Start of EXCERPTED DATA

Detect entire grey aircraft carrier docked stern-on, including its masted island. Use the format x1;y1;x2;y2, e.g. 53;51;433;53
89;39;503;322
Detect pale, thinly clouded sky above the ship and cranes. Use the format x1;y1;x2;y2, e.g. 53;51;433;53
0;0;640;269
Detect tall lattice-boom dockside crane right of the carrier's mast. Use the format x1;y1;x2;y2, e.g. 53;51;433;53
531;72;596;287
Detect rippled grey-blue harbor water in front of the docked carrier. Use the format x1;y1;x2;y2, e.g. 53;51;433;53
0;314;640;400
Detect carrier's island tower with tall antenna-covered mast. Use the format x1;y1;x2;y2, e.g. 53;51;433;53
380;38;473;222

End of EXCERPTED DATA

:: TASK DETAILS ::
Set the records down again in full, exactly as they read.

:: EXERCISE RESPONSE ::
Detect entire grey aircraft carrier docked stern-on, including its masted island. Use the format x1;y1;x2;y2, e.g. 53;51;433;53
89;39;503;322
Detect pale, thinly clouded sky above the ship and cranes. Use the format x1;y1;x2;y2, e.g. 53;51;433;53
0;0;640;269
Detect tall lattice-boom dockside crane right of the carrier's mast. Use the format x1;y1;x2;y2, e.g. 53;51;433;53
531;72;596;287
Detect rippled grey-blue harbor water in front of the docked carrier. Use the format x1;y1;x2;y2, e.g. 53;51;433;53
0;314;640;400
Detect carrier's island tower with tall antenna-covered mast. Use the format x1;y1;x2;y2, e.g. 53;51;433;53
380;38;473;222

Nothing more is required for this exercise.